## Exercise
Reproduce every entry below with "planogram log" replaced by "audit record", leaving all other text unchanged. Omit the pictures from your answer.

## Provided material
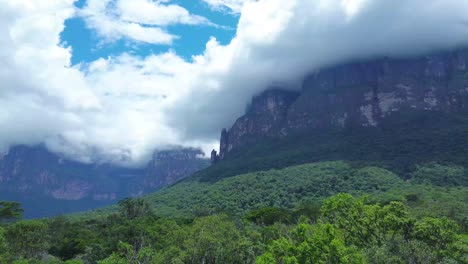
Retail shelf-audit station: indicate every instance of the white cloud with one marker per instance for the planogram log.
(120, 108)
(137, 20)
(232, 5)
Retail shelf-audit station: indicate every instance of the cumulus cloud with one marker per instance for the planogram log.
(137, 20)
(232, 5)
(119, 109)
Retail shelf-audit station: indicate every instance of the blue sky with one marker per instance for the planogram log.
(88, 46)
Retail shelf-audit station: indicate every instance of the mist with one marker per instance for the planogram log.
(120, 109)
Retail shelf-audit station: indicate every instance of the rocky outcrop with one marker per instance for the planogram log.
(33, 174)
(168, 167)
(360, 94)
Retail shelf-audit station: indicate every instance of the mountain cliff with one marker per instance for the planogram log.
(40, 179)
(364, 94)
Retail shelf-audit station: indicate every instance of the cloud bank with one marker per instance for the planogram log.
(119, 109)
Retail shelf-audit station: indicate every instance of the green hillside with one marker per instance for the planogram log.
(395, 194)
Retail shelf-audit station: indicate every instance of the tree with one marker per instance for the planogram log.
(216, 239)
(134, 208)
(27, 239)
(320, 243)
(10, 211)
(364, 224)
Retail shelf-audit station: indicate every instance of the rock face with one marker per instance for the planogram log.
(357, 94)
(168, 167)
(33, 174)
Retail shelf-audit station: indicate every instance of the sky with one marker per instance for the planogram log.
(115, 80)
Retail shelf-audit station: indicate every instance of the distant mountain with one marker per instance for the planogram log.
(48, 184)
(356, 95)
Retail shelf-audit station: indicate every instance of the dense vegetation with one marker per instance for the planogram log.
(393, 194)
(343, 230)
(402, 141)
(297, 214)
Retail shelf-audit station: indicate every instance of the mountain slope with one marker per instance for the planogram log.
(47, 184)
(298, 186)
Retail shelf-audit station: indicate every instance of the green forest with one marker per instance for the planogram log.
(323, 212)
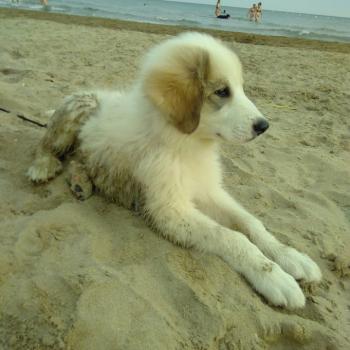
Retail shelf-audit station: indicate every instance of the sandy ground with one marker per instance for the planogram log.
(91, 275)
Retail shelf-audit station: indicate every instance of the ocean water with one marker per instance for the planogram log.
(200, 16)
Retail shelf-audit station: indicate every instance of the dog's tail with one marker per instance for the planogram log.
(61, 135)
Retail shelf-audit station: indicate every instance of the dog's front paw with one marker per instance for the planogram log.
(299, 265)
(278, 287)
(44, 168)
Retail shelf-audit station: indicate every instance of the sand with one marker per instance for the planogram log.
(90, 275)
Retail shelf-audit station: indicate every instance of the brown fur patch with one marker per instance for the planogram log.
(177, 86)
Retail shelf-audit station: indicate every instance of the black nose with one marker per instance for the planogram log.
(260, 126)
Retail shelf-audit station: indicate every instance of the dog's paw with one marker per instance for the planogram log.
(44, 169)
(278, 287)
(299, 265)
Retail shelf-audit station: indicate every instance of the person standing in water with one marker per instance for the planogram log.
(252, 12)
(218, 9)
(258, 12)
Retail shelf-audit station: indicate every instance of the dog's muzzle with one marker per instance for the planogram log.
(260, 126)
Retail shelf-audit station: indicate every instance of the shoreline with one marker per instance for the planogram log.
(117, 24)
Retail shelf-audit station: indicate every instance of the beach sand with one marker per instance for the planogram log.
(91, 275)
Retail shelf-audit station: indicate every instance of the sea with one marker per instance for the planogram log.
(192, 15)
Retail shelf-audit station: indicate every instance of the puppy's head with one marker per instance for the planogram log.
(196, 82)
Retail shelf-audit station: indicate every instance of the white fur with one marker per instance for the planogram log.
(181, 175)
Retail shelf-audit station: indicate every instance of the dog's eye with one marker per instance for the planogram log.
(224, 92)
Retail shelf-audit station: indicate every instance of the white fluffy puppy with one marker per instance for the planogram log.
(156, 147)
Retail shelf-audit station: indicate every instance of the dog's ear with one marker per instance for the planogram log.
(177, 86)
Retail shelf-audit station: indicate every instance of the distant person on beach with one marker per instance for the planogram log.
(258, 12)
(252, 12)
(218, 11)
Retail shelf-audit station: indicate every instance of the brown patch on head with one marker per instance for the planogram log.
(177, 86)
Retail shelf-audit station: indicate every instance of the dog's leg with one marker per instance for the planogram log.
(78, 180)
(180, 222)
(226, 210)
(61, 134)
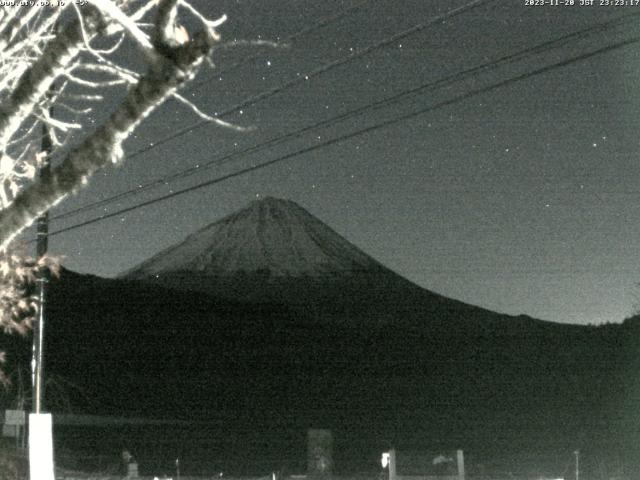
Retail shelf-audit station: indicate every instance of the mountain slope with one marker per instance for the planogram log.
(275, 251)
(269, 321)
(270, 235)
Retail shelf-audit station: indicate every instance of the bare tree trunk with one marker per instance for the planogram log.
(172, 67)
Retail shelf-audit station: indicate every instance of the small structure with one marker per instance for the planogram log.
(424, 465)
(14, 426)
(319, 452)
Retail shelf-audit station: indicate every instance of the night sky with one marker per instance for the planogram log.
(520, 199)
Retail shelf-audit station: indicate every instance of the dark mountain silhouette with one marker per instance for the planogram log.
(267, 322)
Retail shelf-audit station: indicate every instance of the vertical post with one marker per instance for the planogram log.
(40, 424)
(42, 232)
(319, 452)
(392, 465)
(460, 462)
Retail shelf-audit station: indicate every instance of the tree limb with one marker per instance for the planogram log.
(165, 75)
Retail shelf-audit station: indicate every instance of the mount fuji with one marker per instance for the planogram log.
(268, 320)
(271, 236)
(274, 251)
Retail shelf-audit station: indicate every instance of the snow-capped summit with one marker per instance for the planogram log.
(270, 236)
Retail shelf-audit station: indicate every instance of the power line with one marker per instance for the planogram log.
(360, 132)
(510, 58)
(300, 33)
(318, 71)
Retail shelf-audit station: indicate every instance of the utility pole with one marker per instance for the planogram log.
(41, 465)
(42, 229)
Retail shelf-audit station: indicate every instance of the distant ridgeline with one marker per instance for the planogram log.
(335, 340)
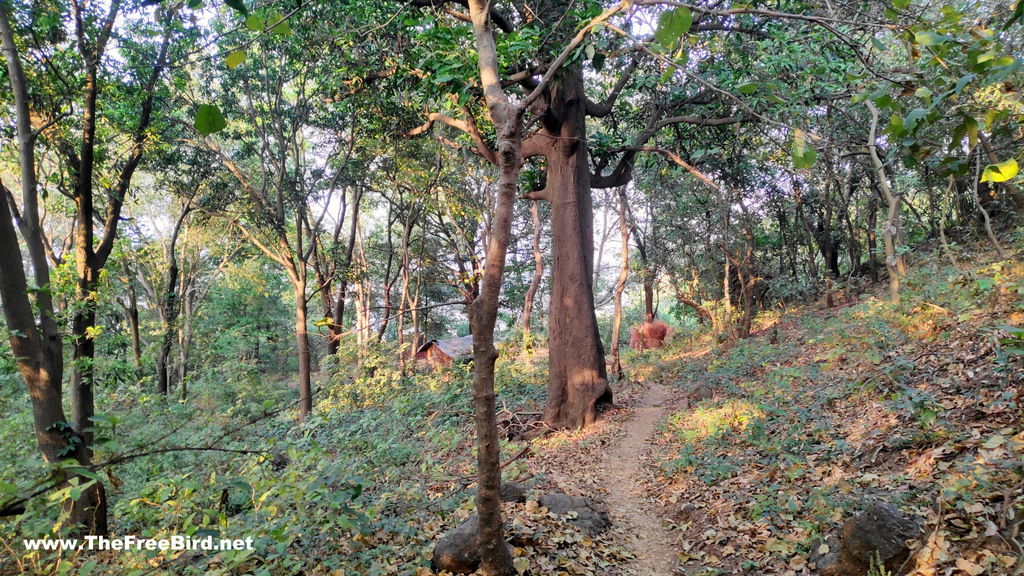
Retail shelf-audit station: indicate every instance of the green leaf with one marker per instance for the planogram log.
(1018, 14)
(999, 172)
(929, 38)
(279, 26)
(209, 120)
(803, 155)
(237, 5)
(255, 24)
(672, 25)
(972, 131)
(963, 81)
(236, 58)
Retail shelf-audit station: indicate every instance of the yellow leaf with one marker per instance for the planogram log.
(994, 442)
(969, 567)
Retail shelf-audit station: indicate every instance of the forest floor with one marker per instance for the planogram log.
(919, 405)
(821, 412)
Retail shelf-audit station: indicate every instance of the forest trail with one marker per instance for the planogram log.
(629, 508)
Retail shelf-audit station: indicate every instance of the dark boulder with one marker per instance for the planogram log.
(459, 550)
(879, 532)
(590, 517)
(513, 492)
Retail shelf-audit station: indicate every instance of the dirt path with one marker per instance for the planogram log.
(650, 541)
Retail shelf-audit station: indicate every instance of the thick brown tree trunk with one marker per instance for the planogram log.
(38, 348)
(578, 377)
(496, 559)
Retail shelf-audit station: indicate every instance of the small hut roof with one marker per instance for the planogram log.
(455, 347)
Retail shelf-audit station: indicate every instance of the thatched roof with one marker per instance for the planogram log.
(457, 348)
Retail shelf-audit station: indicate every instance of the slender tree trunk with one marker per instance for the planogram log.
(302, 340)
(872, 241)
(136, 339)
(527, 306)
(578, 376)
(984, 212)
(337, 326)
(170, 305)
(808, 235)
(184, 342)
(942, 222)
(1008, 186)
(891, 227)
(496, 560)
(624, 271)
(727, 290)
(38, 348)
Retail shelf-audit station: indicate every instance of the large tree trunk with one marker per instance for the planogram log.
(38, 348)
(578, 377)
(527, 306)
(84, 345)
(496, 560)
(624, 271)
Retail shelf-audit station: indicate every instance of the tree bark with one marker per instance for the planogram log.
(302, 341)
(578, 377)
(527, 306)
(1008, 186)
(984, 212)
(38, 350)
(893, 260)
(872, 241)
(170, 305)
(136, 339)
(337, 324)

## Exercise response
Retail shelf-audit station: indicate every instance of the white cloud with one marker per instance for the audit record.
(120, 108)
(137, 20)
(232, 5)
Retail shelf-audit station: indicate every instance of the cumulus cloud with one marker per instance for the audit record.
(137, 20)
(232, 5)
(119, 109)
Retail shelf-audit station: indicate every instance of the blue sky with one marker per instance for the audit record.
(88, 46)
Retail shelf-audit station: indicate every instance of the mist with one marker per instance for the audit record.
(120, 109)
Retail shelf-audit station: indicate every instance of the rocky outcrop with one marker per instance for the audit record.
(33, 174)
(168, 167)
(360, 94)
Retail shelf-audit station: indicate every instance of the mountain cliff with one marker per instance for the audit record.
(40, 179)
(364, 94)
Retail shelf-audit station: indicate every instance of the cloud bank with one marker per instance for the audit record.
(119, 109)
Retail shelf-audit station: indicate every instance of the green hillside with one marker per instance for the audit record.
(395, 194)
Retail shelf-audit station: indicate every instance of the tree with one marker per instance for the audit record.
(216, 239)
(134, 208)
(27, 239)
(320, 243)
(10, 211)
(364, 224)
Retail shelf-audit station: indicate every instance of the rock face with one marker per instance for the audit record.
(357, 94)
(168, 167)
(33, 174)
Retail shelf-audit station: indicate every instance of the sky with one marker per instance for the audit record.
(115, 80)
Retail shelf-audit station: indicate every instance of the distant mountain with one marker per instance for the audit record.
(48, 184)
(356, 95)
Retail shelf-audit station: indicate every instance of the dense vegetation with one marker per instance for the audit record.
(393, 194)
(343, 230)
(402, 141)
(297, 214)
Retail shelf-audit station: indicate every instance of the mountain slope with one marker per instance for the audit record.
(47, 184)
(298, 186)
Retail shelf-audit station: indicate every instance of the green forest with one marker per instance for the audit record.
(323, 212)
Retail shelf-audit station: indicate every instance of the sandy ground with one marker per instance for the audit record.
(91, 275)
Retail shelf-audit station: indicate every instance of the ocean water with one marker per instance for the audit record.
(200, 16)
Retail shelf-audit station: indicate every instance of the dog's tail with one marker per instance for the audit record.
(61, 135)
Retail shelf-audit station: indicate every instance of the dog's front paw with one marker per instance for the audit record.
(299, 265)
(278, 287)
(44, 168)
Retail shelf-audit station: indicate every instance of the sand with one marker per instance for the audit record.
(90, 275)
Retail shelf-audit station: indicate every instance of the brown fur patch with one marker per instance for the audit record.
(177, 86)
Retail shelf-audit station: indicate every instance of the black nose with one marker per instance for the audit record.
(260, 126)
Retail shelf-audit station: indicate every instance of the dog's paw with one marker per instance for the audit record.
(44, 169)
(278, 287)
(299, 265)
Retail shelf-audit station: indicate every instance of the person standing in water with one marker per instance for the audit record.
(252, 12)
(218, 9)
(258, 12)
Retail shelf-audit station: indicate every instance of the dog's muzzle with one marker per instance for the audit record.
(260, 126)
Retail shelf-audit station: indicate every instance of the shoreline with one marker per instance for the audit record.
(117, 24)
Retail shelf-audit station: indicate every instance of the beach sand with one marker per instance for the audit record.
(91, 275)
Retail shelf-audit station: indicate every instance of the sea with one marker per instance for the audit record.
(192, 15)
Retail shelf-audit station: indicate every instance of the puppy's head with one marker per instance for the audit record.
(196, 82)
Retail shelf-audit station: indicate every instance of the white fur with one marker per instance for the audit record.
(181, 175)
Retail shelf-audit station: indicate every instance of the dog's eye with one marker per instance for the audit record.
(224, 92)
Retail shelf-audit station: indicate every instance of the white fluffy puppy with one marker per instance for the audit record.
(156, 147)
Retail shelf-audit station: indicate every instance of the dog's ear with one marker per instance for the audit record.
(177, 86)
Retail shelf-audit station: indicate every instance of the distant person on beach with one marker per instance for the audit record.
(258, 12)
(252, 12)
(218, 11)
Retail shelf-audit station: indicate every instance of the brown patch on head with one marker per instance for the audit record.
(177, 86)
Retail shelf-audit station: indicate every instance of the dog's leg with one marker per instance for the audit record.
(78, 180)
(180, 222)
(226, 210)
(61, 134)
Retail shelf-audit station: indicate every instance of the mountain slope with one marker per instance for the audit record.
(275, 251)
(269, 321)
(270, 235)
Retail shelf-audit station: indicate every instance of the bare tree trunk with one marker per instance for the audit record.
(172, 67)
Retail shelf-audit station: indicate every instance of the small structure with one marker per instance for the audit record.
(424, 465)
(14, 426)
(319, 452)
Retail shelf-audit station: indicate every instance of the night sky with one marker per instance for the audit record.
(520, 199)
Retail shelf-audit station: indicate every instance of the dark mountain silhouette with one marker per instance for the audit record.
(267, 322)
Retail shelf-audit station: indicate every instance of the vertical post with one marker per instance for the audit record.
(40, 424)
(42, 232)
(319, 452)
(392, 465)
(460, 462)
Retail shelf-audit station: indicate every instance of the tree limb with one marker per instance for the audit record.
(165, 75)
Retail shelf-audit station: indicate every instance of the mount fuji with one marker per instance for the audit record.
(268, 320)
(271, 236)
(274, 251)
Retail shelf-audit station: indicate every instance of the snow-capped summit with one marker per instance for the audit record.
(270, 236)
Retail shelf-audit station: indicate every instance of the power line with one marker per instance for the audit record.
(360, 132)
(510, 58)
(300, 33)
(318, 71)
Retail shelf-audit station: indicate every instance of the utility pole with one marker per instance for the audit record.
(41, 465)
(42, 229)
Retail shelf-audit station: indicate every instance of the distant ridgeline with one marker per instance for the audit record.
(335, 340)
Retail shelf-audit station: indicate every instance of the green leaf with one marker per instance for the audit record.
(1018, 14)
(999, 172)
(929, 38)
(279, 26)
(209, 120)
(803, 155)
(237, 5)
(255, 24)
(672, 25)
(972, 131)
(963, 81)
(236, 58)
Retail shelf-audit station: indicate every instance of the yellow leaf with one marker per instance for the audit record.
(994, 442)
(969, 567)
Retail shelf-audit station: indicate every instance of the forest floor with one marker per instance for the audit record.
(919, 405)
(821, 412)
Retail shelf-audit station: indicate every instance of the forest trail with one marker per instance for the audit record.
(629, 508)
Retail shelf-audit station: indicate every instance of the dark boulder with one marker per instance for the audit record.
(459, 550)
(879, 532)
(590, 517)
(513, 492)
Retail shelf-audit station: indicate every instance of the dirt path with one marker per instance for the audit record.
(650, 541)
Retail shelf-audit station: indicate every instance of the thick brown tree trunk with one marker per instance for the audit record.
(38, 348)
(578, 377)
(496, 559)
Retail shelf-audit station: indicate every instance of the small hut roof with one marker per instance for the audit record.
(455, 347)
Retail shelf-audit station: indicate every instance of the thatched roof with one marker per instance for the audit record.
(457, 348)
Retail shelf-audit station: indicate every instance of the slender tree trunk with one marker per instance for the audit record.
(302, 340)
(872, 241)
(136, 339)
(527, 306)
(578, 376)
(984, 212)
(337, 326)
(170, 305)
(808, 235)
(184, 342)
(942, 222)
(1008, 186)
(891, 227)
(496, 560)
(624, 271)
(727, 290)
(38, 348)
Retail shelf-audit station: indicate every instance of the large tree trunk with one marker per instance for the audit record.
(38, 348)
(578, 377)
(527, 306)
(84, 345)
(496, 560)
(624, 271)
Retail shelf-audit station: indicate every instance of the tree bark with one marker per instance for the audit record.
(302, 341)
(578, 377)
(527, 306)
(1008, 186)
(984, 212)
(38, 350)
(893, 260)
(872, 241)
(170, 305)
(136, 339)
(337, 324)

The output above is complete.